OpenLanguageModel v2.2.0

v2.2.0 is a stabilization release for OpenLanguageModel. The focus is reliability, documentation, packaging, and a cleaner path from first install to real language-model training.

Highlights

Tied token embeddings are now the default for OLM language models and model presets.
AutoTrainer is available for hardware-aware trainer selection across CPU, GPU, DDP, and FSDP-capable setups.
Single-node multi-GPU training paths are documented and covered by focused tests.
Streaming text datasets avoid special-token insertion during continuous language-model training.
Final partial gradient-accumulation windows are now flushed instead of being silently dropped.
FSDP checkpoint saving has clearer full, local, and sharded checkpoint behavior.
Model-family presets have broader smoke coverage, including one-batch trainability checks.

| Data for review |

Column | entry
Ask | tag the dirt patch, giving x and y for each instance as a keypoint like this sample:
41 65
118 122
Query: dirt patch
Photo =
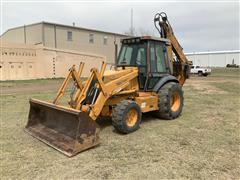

| Tasks to perform |
1. In the OpenLanguageModel v2.2.0 release notes, shorten the paragraph that begins "v2.2.0 is a stabilization release" to one short sentence that keeps its main facts.
2. List every kind of hardware setup that AutoTrainer selects across, according to the OpenLanguageModel v2.2.0 release notes.
3. Pick up the OpenLanguageModel v2.2.0 release notes after their last line and keep writing.

| Answers to the problems |
1. OpenLanguageModel v2.2.0 is a stabilization release focused on reliability, documentation, packaging, and a smoother path from install to real language-model training.

2.
- CPU
- GPU
- DDP
- FSDP-capable

3.
Llama, Qwen, Phi, Gemma, OLMo, OPT, and GPT-2 implementations are linked from the website and docs.
The generated API reference now includes public losses, tokenizer behavior, embeddings, trainers, and source-linked forward methods.
The website, docs, README, sitemap, metadata, and Colab notebook index have been updated for the v2.2 release.

Install

pip install openlanguagemodel==2.2.0

For source installs:

git clone https://github.com/openlanguagemodel/openlanguagemodel.git
cd openlanguagemodel
pip install -e .

OLM v2.2 supports Python 3.10, 3.11, and 3.12.

Verify

python - <<'PY'
import olm
from olm.nn.blocks import LM

print("olm", olm.__version__)
model = LM(vocab_size=128, embed_dim=32, num_heads=4, num_layers=1, max_seq_len=16)
print(type(model).__name__)
PY

Notes

v2.2 is intentionally not a feature-expansion release. Multi-node training and cluster support remain on the v4 roadmap. Alignment and post-pretraining workflows such as SFT, LoRA, DPO, PPO/RLHF, and GRPO-style RLVR are planned for v3.